* DOCUMENT SEGMENT
---
Pressure
Pressure (p) is a physical quantity that quantifies how strongly a force acts on a surface. It is defined as the ratio between the component of the force perpendicular to the surface, $ F_{\perp} $, and the area $ A $ over which that force is applied. $$ p = \frac{F_{\perp}}{A} $$
The force must act perpendicular to the surface; otherwise, only its normal component contributes to the pressure.
When the force is already perpendicular to the surface, the definition simplifies to:
$$ p = \frac{F}{A} $$
This relationship immediately shows that pressure is directly proportional to the applied force ( F ) and inversely proportional to the area ( A ).
Consequently, doubling the pressure can be achieved either by doubling the force or by reducing the area by half. In both cases, the resulting pressure is identical.
$$ 2p = \frac{2F}{A} = \frac{F}{\frac{A}{2}} $$
Therefore, the same force applied over a smaller surface produces a higher pressure.
---
* INFORMATION PROVIDED
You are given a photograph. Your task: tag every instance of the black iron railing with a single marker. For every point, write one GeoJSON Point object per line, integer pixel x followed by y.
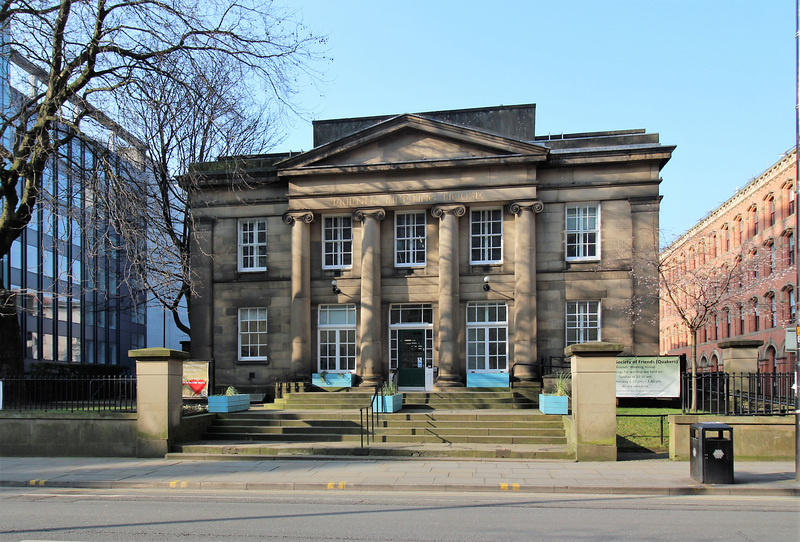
---
* INSTRUCTIONS FOR THE TASK
Name every variable symbol used in the formulas of the pressure text, along with the quantity each one denotes there.

* RIGHT ANSWER
- p: pressure
- F⊥: the component of the force perpendicular to the surface
- A: the area over which the force is applied
- F: the applied force, when it already acts perpendicular to the surface